_任务要求:_
在下方关于 Django ORM 源码分析的文本中，从“Django源码分析--ORM”开始，一直到“2018.2.1 (Professional Edition)”为止，将这一段原样逐字输出。
====== 待研读文本 ======
Django源码分析--ORM

这部分标题比较大,按照之前的分析方法肯定会比较复杂且不够系统,所以从另一个角度出发,我们通过对几个关键问题的追溯来帮助我们了解整个Django ORM的设计思想:

  • Django ORM如何做到多数据库支持的;
  • Django ORM中的objects是什么;
  • Filter方法的查询流程;

1、准备工作

  • Python 3.5.2
  • Django 2.1.2
  • PyCharm 2018.2.1 (Professional Edition)
  • 启动项目
[min:] ~/Desktop/python/Demo$ python manage.py runserver 0.0.0.0:8000

2、分析流程

现在我们开始根据上述提到的问题进行逐个的分析。

2.1、Django ORM如何做到多数据库支持的

2.1.1、 Django db source tree
├── __init__.py
├── backends
│   ├── __init__.py
│   ├── base
│   ├── ddl_references.py
│   ├── dummy
│   ├── mysql
│   ├── oracle
│   ├── postgresql
│   ├── postgresql_psycopg2
│   ├── signals.py
│   ├── sqlite3
│   └── utils.py
├── migrations
│   ├── __init__.py
│   ├── ........
│   └── writer.py
├── models
│   ├── __init__.py
│   ├── ........
│   └── utils.py
├── transaction.py
└── utils.py

按照科学的推断,如果要做到多数据库的支持,一般的结构肯定是有一个Wrapper保证对外的接口一致,然后在这个Wrapper中,负责加载不同的数据库类型,执行相应的方法。而Django db的源码也和我们的猜想差不多,将后端的集中到backends中,在此结构下差异化不同的数据库;

2.1.2、具体的差异化加载流程

以Django服务启动时的数据库连接检查为例:

  1. 在Django源码分析一:服务启动一文中,我们有分析过Django服务的启动流程,在这个过程中间也包含了对数据库连接的检查,具体路径如下:django.core.management.base.BaseCommand#check_migrations,在这个方法中,引用了django.db.connections:

    from django.db import DEFAULT_DB_ALIAS, connections  # 调用ConnectionHandler的__init__方法
     #.............省略...............
====== 数据集 ======
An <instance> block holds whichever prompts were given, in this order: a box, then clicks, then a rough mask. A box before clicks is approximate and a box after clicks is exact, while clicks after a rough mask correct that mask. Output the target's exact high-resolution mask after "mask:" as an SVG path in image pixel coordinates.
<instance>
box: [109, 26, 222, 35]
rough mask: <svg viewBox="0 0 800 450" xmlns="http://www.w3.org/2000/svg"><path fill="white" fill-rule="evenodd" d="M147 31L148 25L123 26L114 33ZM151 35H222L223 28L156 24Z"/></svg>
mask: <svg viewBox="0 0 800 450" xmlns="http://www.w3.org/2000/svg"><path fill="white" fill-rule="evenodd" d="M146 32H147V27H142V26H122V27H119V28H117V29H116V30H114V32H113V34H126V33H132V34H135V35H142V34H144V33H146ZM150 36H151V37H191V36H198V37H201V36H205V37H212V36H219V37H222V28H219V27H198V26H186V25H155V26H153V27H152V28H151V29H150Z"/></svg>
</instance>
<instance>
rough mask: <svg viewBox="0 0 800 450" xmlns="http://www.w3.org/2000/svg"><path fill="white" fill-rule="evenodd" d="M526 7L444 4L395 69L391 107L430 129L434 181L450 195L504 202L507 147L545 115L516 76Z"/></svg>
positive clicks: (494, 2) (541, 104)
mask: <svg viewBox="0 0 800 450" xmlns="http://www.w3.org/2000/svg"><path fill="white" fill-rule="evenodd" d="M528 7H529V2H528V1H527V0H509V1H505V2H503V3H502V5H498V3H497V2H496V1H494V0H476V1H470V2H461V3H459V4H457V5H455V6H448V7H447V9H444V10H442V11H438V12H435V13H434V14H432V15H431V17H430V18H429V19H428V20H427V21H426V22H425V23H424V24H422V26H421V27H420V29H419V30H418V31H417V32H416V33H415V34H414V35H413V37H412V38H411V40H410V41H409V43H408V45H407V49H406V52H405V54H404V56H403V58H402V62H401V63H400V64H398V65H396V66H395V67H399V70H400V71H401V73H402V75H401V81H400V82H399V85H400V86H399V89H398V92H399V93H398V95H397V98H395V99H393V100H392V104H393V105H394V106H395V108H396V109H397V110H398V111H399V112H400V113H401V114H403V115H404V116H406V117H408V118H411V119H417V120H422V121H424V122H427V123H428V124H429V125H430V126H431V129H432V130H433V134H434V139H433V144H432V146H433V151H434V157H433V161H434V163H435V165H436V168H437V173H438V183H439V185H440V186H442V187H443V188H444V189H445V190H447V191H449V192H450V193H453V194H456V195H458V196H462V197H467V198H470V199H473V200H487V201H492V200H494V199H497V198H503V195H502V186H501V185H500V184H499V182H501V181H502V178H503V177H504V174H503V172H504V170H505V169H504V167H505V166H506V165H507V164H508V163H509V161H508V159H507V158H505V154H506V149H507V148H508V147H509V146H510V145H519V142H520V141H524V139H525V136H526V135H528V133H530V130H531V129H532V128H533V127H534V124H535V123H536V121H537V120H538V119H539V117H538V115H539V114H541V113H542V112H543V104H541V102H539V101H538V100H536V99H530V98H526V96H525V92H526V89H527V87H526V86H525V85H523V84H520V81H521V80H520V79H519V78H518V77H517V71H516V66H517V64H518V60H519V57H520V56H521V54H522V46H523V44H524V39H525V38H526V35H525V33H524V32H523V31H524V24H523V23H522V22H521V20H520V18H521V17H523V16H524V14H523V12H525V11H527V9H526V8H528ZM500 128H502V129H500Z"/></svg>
======
_作答区域:_
Django源码分析--ORM

这部分标题比较大,按照之前的分析方法肯定会比较复杂且不够系统,所以从另一个角度出发,我们通过对几个关键问题的追溯来帮助我们了解整个Django ORM的设计思想:

  • Django ORM如何做到多数据库支持的;
  • Django ORM中的objects是什么;
  • Filter方法的查询流程;

1、准备工作

  • Python 3.5.2
  • Django 2.1.2
  • PyCharm 2018.2.1 (Professional Edition)